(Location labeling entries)
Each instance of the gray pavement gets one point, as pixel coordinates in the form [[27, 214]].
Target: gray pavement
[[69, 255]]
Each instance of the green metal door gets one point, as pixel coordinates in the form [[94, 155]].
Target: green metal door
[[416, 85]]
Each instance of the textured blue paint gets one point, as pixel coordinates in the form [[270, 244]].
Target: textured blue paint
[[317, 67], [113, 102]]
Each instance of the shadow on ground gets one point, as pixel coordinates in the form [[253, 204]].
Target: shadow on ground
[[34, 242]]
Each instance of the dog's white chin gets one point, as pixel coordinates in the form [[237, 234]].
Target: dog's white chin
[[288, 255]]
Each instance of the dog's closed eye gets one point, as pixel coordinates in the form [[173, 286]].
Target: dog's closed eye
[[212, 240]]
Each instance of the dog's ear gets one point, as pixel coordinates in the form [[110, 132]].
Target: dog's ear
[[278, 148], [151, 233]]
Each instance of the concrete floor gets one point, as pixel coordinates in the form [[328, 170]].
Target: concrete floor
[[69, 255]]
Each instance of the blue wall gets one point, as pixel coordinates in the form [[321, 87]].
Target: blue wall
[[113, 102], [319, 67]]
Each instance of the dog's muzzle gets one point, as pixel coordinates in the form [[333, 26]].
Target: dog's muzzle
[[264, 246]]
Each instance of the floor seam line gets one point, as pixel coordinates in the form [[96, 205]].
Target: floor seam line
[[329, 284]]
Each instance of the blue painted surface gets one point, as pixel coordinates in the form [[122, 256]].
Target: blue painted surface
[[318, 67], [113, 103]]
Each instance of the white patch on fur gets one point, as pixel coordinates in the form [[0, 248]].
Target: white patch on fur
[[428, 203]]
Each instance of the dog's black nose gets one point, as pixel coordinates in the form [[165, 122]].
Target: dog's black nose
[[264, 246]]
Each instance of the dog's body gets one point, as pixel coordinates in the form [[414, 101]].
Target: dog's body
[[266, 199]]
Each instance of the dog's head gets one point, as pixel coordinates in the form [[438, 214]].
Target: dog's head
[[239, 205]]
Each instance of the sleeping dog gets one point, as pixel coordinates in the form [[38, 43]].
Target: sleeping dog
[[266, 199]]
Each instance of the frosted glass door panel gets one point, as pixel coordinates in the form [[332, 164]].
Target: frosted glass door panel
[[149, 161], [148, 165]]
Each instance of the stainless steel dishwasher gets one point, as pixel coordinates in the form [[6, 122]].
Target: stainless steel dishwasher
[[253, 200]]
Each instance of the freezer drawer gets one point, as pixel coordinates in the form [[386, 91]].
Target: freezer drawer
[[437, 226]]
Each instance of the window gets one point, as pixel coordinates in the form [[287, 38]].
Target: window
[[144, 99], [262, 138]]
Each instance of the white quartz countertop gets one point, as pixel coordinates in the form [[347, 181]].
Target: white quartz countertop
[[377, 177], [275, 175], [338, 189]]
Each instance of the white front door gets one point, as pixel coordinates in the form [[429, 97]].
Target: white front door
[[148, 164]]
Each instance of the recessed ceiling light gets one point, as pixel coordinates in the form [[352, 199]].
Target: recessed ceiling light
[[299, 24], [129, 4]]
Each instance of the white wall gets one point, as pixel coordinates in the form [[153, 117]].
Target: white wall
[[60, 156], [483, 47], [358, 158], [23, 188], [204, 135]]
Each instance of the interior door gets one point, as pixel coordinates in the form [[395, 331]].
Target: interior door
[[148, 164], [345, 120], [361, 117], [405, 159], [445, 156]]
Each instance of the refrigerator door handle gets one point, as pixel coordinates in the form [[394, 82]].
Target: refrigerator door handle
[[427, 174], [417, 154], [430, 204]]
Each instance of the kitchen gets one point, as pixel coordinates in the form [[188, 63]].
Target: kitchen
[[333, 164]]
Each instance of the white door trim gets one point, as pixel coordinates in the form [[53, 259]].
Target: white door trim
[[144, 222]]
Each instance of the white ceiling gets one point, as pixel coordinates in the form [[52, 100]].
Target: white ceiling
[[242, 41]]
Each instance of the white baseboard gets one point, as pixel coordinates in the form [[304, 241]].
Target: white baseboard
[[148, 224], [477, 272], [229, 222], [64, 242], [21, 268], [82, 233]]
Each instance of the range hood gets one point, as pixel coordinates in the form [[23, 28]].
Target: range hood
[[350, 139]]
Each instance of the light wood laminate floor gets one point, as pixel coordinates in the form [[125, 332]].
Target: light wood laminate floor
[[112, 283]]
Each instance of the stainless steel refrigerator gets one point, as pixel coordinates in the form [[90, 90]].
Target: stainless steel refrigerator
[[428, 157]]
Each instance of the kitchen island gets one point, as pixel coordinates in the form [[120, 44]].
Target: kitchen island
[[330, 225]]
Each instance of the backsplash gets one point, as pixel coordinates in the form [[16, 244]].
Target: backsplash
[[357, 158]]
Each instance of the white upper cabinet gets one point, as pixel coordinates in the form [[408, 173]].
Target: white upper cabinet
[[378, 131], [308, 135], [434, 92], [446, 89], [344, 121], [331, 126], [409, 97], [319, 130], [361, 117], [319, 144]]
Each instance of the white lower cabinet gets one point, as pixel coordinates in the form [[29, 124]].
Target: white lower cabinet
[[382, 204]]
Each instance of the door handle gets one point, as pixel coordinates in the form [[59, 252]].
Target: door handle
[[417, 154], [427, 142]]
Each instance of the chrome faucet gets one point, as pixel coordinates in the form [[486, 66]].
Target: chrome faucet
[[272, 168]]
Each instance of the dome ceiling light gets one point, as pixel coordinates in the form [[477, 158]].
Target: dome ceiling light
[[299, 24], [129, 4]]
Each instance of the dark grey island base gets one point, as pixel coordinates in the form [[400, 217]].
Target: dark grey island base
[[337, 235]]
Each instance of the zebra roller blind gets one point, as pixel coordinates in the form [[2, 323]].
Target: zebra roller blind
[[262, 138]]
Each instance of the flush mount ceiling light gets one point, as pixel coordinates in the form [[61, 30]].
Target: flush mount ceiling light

■ Description of the task: Reproduce every one of the entries above word for word.

■ Answer to the exercise:
Each instance of the gray pavement gets one point, as pixel coordinates in the form [[27, 214]].
Target: gray pavement
[[69, 255]]
Each instance of the green metal door gets one point, as pixel coordinates in the form [[94, 155]].
Target: green metal door
[[416, 85]]
Each instance of the textured blue paint gets one point, as pixel coordinates in the form [[270, 244]].
Target: textured blue paint
[[317, 67], [113, 102]]
Each instance of the shadow on ground gets one point, as pixel coordinates in the form [[253, 204]].
Target: shadow on ground
[[34, 242]]
Each instance of the dog's white chin gets one point, as pixel coordinates in the form [[237, 234]].
Target: dog's white chin
[[288, 255]]
Each instance of the dog's closed eye gets one point, as pixel coordinates in the form [[173, 286]].
Target: dog's closed eye
[[212, 240]]
Each instance of the dog's ear gets one point, as pixel coordinates in the form [[110, 132]].
Target: dog's ear
[[278, 148], [151, 233]]
Each instance of the concrete floor gets one point, as pixel coordinates in the form [[328, 170]].
Target: concrete floor
[[69, 255]]
Each instance of the blue wall gets one point, as pixel coordinates in the form [[321, 87]].
Target: blue wall
[[113, 102], [319, 67]]
Each instance of the dog's muzzle gets one point, as pixel coordinates in the form [[333, 26]].
Target: dog's muzzle
[[264, 246]]
Each instance of the floor seam line gets one point, as pixel coordinates in the form [[96, 205]].
Target: floor seam line
[[329, 284]]
Each instance of the blue painted surface gets one point, as pixel coordinates in the form [[122, 256]].
Target: blue painted surface
[[318, 67], [113, 103]]
Each instance of the white patch on fur gets one point, as pixel coordinates in the form [[0, 248]].
Target: white patch on fur
[[428, 203]]
Each instance of the dog's black nose gets one point, as pixel coordinates in the form [[165, 122]].
Target: dog's black nose
[[264, 246]]
Each instance of the dog's body gets one point, as pixel coordinates in the form [[414, 101]].
Target: dog's body
[[266, 199]]
Each instance of the dog's head gets one point, as pixel coordinates in the form [[438, 214]].
Target: dog's head
[[239, 205]]
Each instance of the sleeping dog gets one point, as pixel coordinates in the form [[38, 43]].
Target: sleeping dog
[[266, 199]]
Each instance of the frosted glass door panel gets one point, as pixel coordinates in the form [[332, 164]].
Target: frosted glass door panel
[[149, 161], [148, 165]]
Each instance of the stainless steel dishwasher gets one point, as pixel coordinates in the form [[6, 122]].
Target: stainless steel dishwasher
[[253, 200]]
Each instance of the freezer drawer gets one point, as pixel coordinates in the form [[386, 91]].
Target: freezer drawer
[[437, 226]]
Each instance of the window gets one point, as pixel coordinates in the form [[287, 38]].
Target: window
[[144, 99], [262, 138]]
Each instance of the white quartz countertop gets one point, as pixel coordinates in the form [[347, 181]].
Target: white quartz countertop
[[377, 177], [275, 175], [338, 189]]
Each instance of the white front door gets one point, as pixel coordinates in the form [[429, 97]].
Target: white front door
[[148, 164]]
Each instance of the recessed ceiling light gets one point, as pixel coordinates in the form [[352, 199]].
Target: recessed ceiling light
[[299, 24], [129, 4]]
Each instance of the white wall gets one point, as pixel coordinates in the form [[153, 117]].
Target: white wall
[[60, 156], [483, 47], [358, 158], [23, 188], [204, 135]]
Each instance of the interior door gets one point, as pixel coordinates in the form [[395, 331]].
Target: interior door
[[148, 164], [345, 120], [361, 117], [405, 159], [445, 156]]
Each instance of the refrigerator door handle gets one point, as pixel coordinates in the form [[394, 82]].
Target: refrigerator door handle
[[427, 174], [417, 154], [430, 204]]
Each instance of the kitchen gets one point, as pixel coordinates in the form [[188, 63]].
Target: kitchen
[[333, 164]]
Each instance of the white door trim gets one point, as pixel coordinates in the form [[53, 259]].
Target: white door trim
[[144, 222]]
Each instance of the white ceiling gets one point, as pixel coordinates in the form [[52, 100]].
Target: white ceiling
[[242, 41]]
Each instance of the white baseboard gets one point, as pixel coordinates in the form [[304, 241]].
Target: white baseboard
[[148, 224], [477, 272], [229, 222], [64, 242], [21, 268], [82, 233]]
Each instance of the range hood gets one point, as pixel coordinates in the form [[23, 28]].
Target: range hood
[[350, 139]]
Each instance of the light wood laminate floor gets one point, as pixel coordinates in the form [[125, 332]].
Target: light wood laminate floor
[[112, 283]]
Each instance of the stainless steel refrigerator gets one point, as pixel coordinates in the form [[90, 90]].
Target: stainless steel refrigerator
[[428, 157]]
Each instance of the kitchen island gets one point, as pixel coordinates in the form [[120, 44]].
Target: kitchen island
[[330, 225]]
Each instance of the backsplash gets one point, as pixel coordinates in the form [[16, 244]].
Target: backsplash
[[357, 158]]
Each instance of the white upper cabinet gets one point, as pixel coordinates in the form [[408, 173]].
Target: white upper cabinet
[[378, 131], [308, 135], [434, 92], [446, 89], [344, 121], [331, 126], [409, 97], [319, 130], [361, 117], [319, 144]]
Each instance of the white lower cabinet gets one point, as pixel coordinates in the form [[29, 124]].
Target: white lower cabinet
[[382, 204]]
Each instance of the door handle gets one point, as pixel coordinates in the form [[59, 252]].
Target: door handle
[[417, 154], [427, 142]]
Each instance of the chrome faucet gets one point, as pixel coordinates in the form [[486, 66]].
Target: chrome faucet
[[272, 168]]
Each instance of the dome ceiling light gets one point, as pixel coordinates in the form [[477, 158]].
Target: dome ceiling light
[[299, 24], [129, 4]]
Each instance of the dark grey island base gets one point, as pixel coordinates in the form [[400, 217]].
Target: dark grey island base
[[337, 235]]
Each instance of the zebra roller blind gets one point, as pixel coordinates in the form [[2, 323]].
Target: zebra roller blind
[[262, 138]]
Each instance of the flush mount ceiling light gets one point, as pixel coordinates in the form [[61, 30]].
Target: flush mount ceiling light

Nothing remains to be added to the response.